### Tasks to carry out
• 1. Copy out the Yemen news report from "Yemen’s Saudi-backed forces" down to "to southern Yemen.", word for word.
• 2. Write the next part of the Yemen news report, picking up after its final sentence.

### Extract
━━━━━━

Pro-government tanks in the Saudi-led coalition, deployed on the outskirts of the southern Yemeni port city of Aden on August 3, 2015.

Photographer: Saleh Al-Obeidi/AFP via Getty Images

Yemen’s Saudi-backed forces said they’ve pushed Houthi fighters out of a key military base and a provincial capital, victories that may allow them to advance deeper into rebel-held territory.

The al-Anad base, 60 kilometers (38 miles) north of the southern port city of Aden, was seized after days of battles in which dozens of Houthi rebels and pro-government fighters died, the state-controlled Saba news agency reported. The Houthis were also driven out of al-Hawtah, the capital of the province of Lahj, according to Ali al-Ahmadi, a spokesman of the Saudi-backed forces, and local residents.

The gains show how pro-government forces, backed by airpower and advisers from the Saudi-led military coalition, are maintaining their momentum in the fight against the Shiite rebels since re-taking Aden last month. The victories, however, remain confined to southern Yemen.

━━━━━━

[Excerpts from point annotation data]
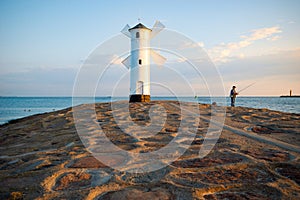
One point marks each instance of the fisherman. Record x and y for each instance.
(233, 94)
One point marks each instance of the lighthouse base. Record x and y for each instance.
(139, 98)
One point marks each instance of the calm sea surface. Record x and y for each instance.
(18, 107)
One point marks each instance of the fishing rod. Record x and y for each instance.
(246, 87)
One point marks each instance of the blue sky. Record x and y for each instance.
(43, 43)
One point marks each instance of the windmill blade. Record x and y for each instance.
(157, 28)
(157, 58)
(126, 62)
(125, 31)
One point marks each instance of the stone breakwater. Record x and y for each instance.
(256, 157)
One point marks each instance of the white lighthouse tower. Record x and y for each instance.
(138, 62)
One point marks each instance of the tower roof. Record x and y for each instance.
(139, 25)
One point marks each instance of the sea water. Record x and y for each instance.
(18, 107)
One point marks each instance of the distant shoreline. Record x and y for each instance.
(287, 96)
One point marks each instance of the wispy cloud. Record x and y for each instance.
(224, 52)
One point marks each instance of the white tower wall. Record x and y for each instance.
(140, 61)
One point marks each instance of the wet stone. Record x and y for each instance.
(73, 181)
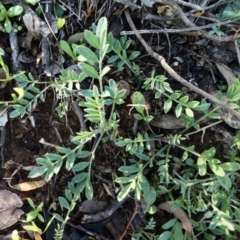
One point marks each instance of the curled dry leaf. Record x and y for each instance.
(179, 213)
(226, 72)
(27, 186)
(9, 211)
(92, 206)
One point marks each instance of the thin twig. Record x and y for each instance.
(130, 221)
(202, 129)
(188, 23)
(237, 51)
(196, 28)
(80, 115)
(188, 4)
(82, 229)
(175, 75)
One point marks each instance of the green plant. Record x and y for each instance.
(35, 213)
(29, 223)
(218, 31)
(6, 14)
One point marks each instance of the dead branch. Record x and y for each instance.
(188, 23)
(184, 82)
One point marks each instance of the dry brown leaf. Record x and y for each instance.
(166, 10)
(75, 38)
(37, 236)
(27, 186)
(92, 206)
(9, 211)
(179, 213)
(226, 72)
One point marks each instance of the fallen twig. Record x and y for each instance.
(130, 221)
(80, 115)
(188, 23)
(184, 82)
(179, 30)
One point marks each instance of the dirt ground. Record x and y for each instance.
(191, 54)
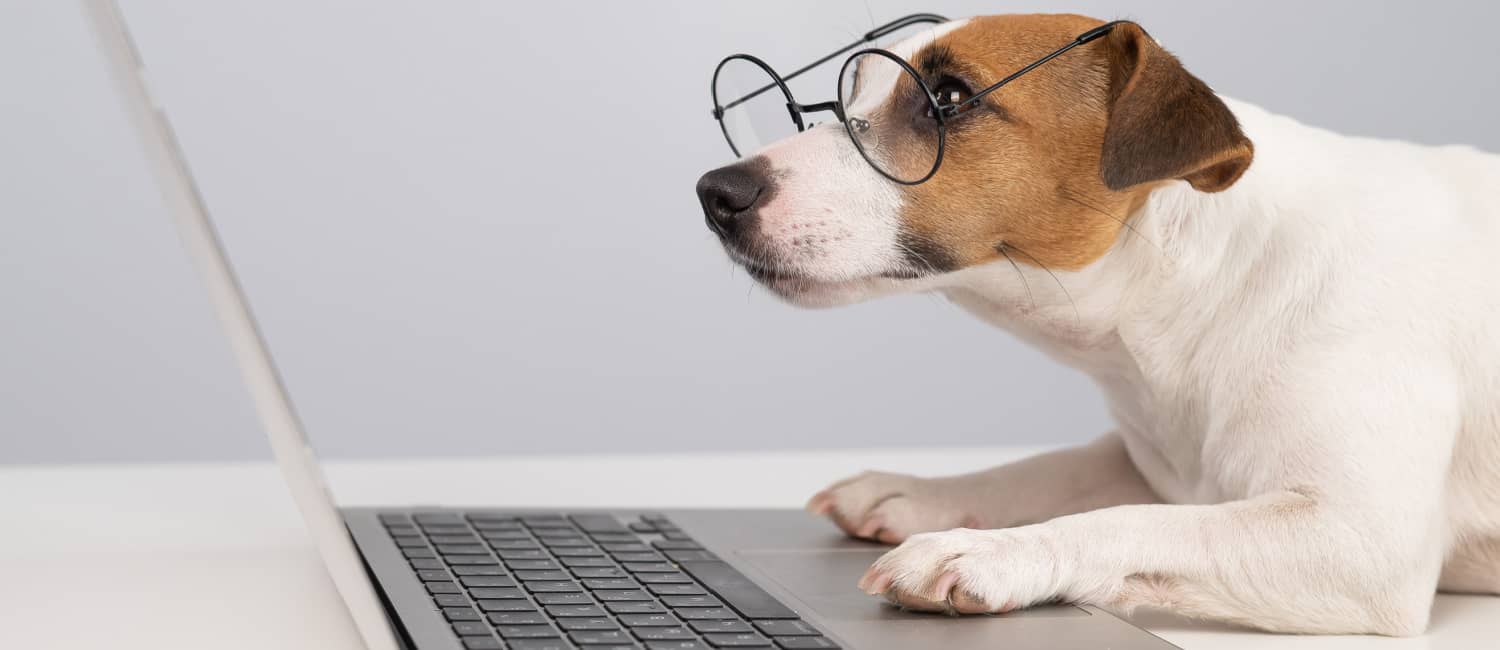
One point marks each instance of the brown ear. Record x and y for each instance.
(1166, 123)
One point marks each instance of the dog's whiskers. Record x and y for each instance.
(1070, 195)
(1077, 318)
(1019, 272)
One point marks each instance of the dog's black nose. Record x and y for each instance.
(729, 194)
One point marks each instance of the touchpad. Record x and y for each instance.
(825, 580)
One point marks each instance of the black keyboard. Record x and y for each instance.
(591, 583)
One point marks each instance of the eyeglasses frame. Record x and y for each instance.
(941, 111)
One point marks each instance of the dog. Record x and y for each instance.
(1298, 335)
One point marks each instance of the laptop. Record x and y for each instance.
(530, 580)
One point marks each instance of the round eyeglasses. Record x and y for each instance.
(888, 110)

━━━━━━

### The replies
• 1.
Yemen’s Saudi-backed forces said they’ve pushed Houthi fighters out of a key military base and a provincial capital, victories that may allow them to advance deeper into rebel-held territory.

The al-Anad base, 60 kilometers (38 miles) north of the southern port city of Aden, was seized after days of battles in which dozens of Houthi rebels and pro-government fighters died, the state-controlled Saba news agency reported. The Houthis were also driven out of al-Hawtah, the capital of the province of Lahj, according to Ali al-Ahmadi, a spokesman of the Saudi-backed forces, and local residents.

The gains show how pro-government forces, backed by airpower and advisers from the Saudi-led military coalition, are maintaining their momentum in the fight against the Shiite rebels since re-taking Aden last month. The victories, however, remain confined to southern Yemen.

• 2.
Capturing al-Anad represents “a big achievement,” Mustafa Alani, an analyst at the Gulf Research Center in Geneva, said by phone. The most fortified airbase in Yemen, al-Anad offers the coalition a launchpad from which it may be able to expand its presence in the south, and perhaps move north toward the capital, Sana’a, Alani said.

The Houthis still control swaths of north and central Yemen as well as state institutions, said Sultan Barakat, director of research at the Brookings Doha Center.

No Game Changer

“I wouldn’t bank too much on this as a game-changer at this stage,” he said.

The Saudis have led a four-month bombing campaign aimed at rolling back Houthi advances and reinstating the ousted government of President Abdurabuh Mansur Hadi. Pro-government forces retook Aden from the Houthis in July after months of fighting.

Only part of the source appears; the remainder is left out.